⟨

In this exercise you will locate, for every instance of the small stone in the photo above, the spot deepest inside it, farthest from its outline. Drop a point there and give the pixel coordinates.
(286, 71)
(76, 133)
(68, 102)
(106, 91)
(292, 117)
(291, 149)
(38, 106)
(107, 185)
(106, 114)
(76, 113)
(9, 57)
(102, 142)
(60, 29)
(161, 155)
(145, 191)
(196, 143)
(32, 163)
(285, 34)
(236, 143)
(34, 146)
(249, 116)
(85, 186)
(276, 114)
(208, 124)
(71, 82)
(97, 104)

⟩

◆ Problem statement:
Could you reproduce every record above exactly as it stands?

◆ Written response:
In this exercise you will locate, for every instance of the small stone in the photo above, the spot deepest inside it, farthest from its outline. Drop a point there and give the pixel coordinates.
(286, 71)
(76, 133)
(68, 102)
(106, 91)
(292, 117)
(291, 149)
(38, 106)
(107, 185)
(106, 114)
(76, 113)
(9, 57)
(102, 142)
(60, 29)
(161, 155)
(145, 191)
(196, 143)
(32, 163)
(285, 34)
(236, 143)
(34, 146)
(249, 116)
(85, 186)
(276, 114)
(208, 124)
(71, 82)
(97, 104)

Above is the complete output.